(DATASET EXCERPTS):
- - -
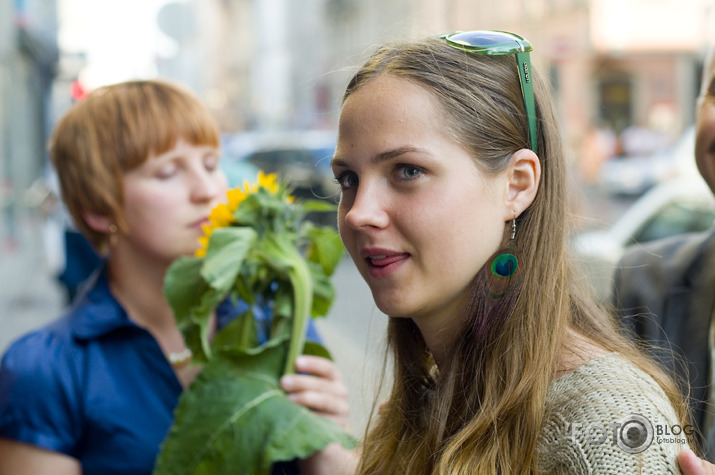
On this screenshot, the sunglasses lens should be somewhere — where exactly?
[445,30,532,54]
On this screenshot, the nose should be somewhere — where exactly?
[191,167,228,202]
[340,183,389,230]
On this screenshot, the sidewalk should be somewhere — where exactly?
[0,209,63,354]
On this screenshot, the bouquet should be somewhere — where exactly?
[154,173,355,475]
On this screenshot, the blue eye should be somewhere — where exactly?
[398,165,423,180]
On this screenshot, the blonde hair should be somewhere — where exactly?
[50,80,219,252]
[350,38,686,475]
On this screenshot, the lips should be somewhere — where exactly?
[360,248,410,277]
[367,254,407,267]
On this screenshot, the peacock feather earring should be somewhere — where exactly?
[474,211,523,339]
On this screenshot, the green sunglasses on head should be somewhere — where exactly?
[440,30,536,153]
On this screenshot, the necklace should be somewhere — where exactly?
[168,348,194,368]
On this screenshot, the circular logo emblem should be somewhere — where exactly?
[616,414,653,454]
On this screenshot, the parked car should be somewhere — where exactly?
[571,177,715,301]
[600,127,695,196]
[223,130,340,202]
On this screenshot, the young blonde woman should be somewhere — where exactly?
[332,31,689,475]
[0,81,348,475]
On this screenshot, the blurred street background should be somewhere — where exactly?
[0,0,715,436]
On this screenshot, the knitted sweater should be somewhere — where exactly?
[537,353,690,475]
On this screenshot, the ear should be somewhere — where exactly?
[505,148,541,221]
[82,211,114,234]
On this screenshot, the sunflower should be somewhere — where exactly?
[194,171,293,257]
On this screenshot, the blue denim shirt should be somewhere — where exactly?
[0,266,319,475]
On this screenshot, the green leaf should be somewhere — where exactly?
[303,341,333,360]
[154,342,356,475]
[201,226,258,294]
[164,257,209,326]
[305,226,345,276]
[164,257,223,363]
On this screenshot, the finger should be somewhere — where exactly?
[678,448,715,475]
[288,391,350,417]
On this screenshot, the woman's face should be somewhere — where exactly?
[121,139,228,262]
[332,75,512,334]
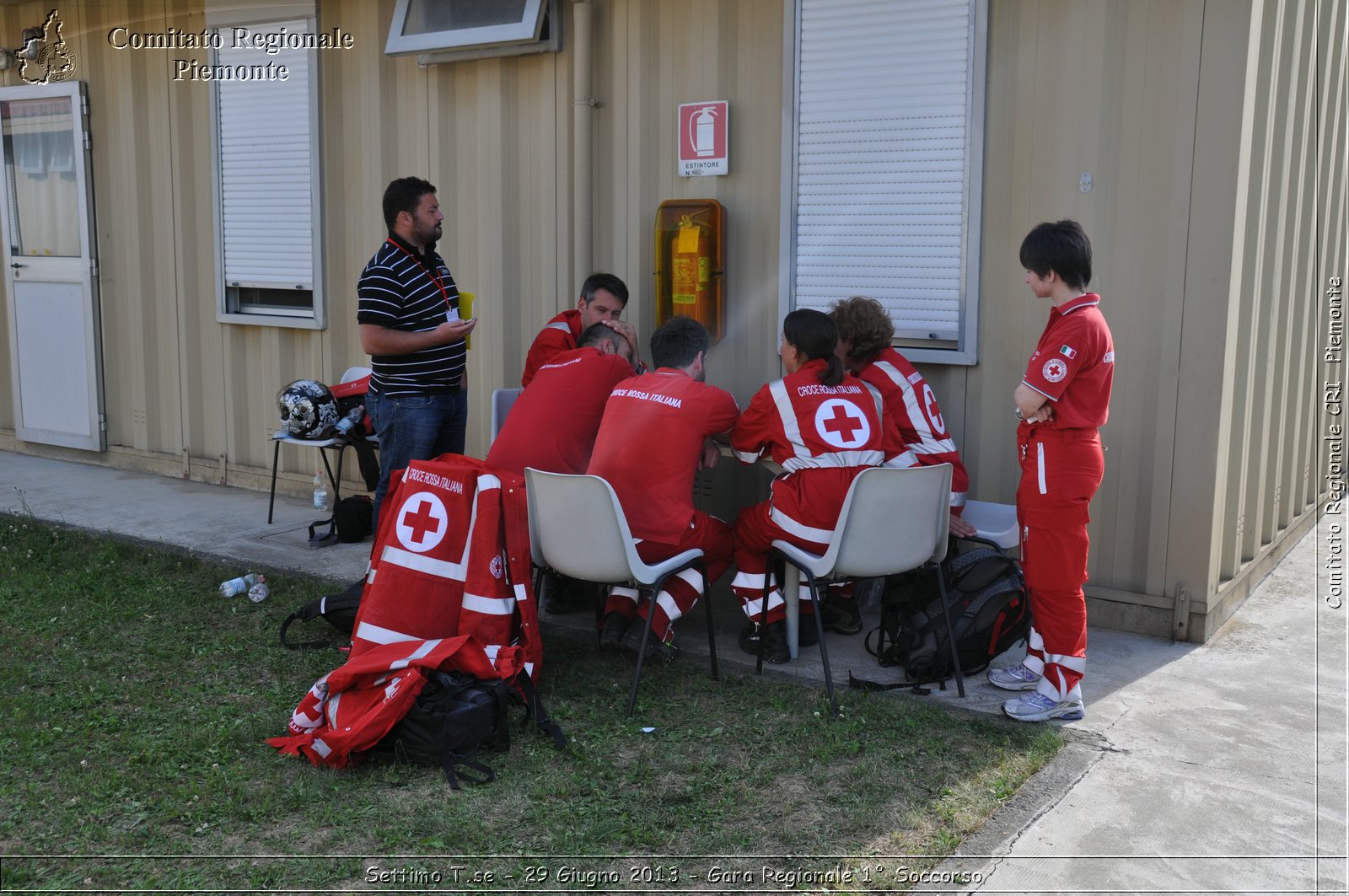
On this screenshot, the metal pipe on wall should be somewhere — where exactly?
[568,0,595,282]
- - -
Copy the records from the line containing "On this screenshot, the lips" down to the line containing "[82,211,114,234]", including both of those lines and the requests, and raise every bounding box coordinate in the answers by 40.

On this screenshot, the lips should be somewhere — where exactly?
[400,288,450,317]
[407,294,447,307]
On this screenshot, the peacock feather earring should be somewhere — where exactly?
[514,251,563,379]
On this screenshot, the green sunglasses on head should be somewhere — where exactly?
[480,70,576,193]
On this screenshot, the necklace should be somewhere — where exactly?
[208,388,234,408]
On this screenshot, the circular logo emblem should be somewhere — where exactly?
[656,454,693,494]
On this screenshot, the parked car should be somewhere — where exactly?
[611,217,755,341]
[640,167,735,236]
[263,170,380,242]
On this screenshot, the young blonde woman should be somewhere — where exactly?
[372,71,729,515]
[40,121,388,515]
On this screenshot, the blurred street background should be somewhere — where exactly?
[40,40,755,476]
On this screenshot, the knitted sweater should be somewhere — where exactly?
[577,393,730,515]
On this screenshot, the ear should be somewhere — where exactly?
[545,188,581,261]
[122,251,154,274]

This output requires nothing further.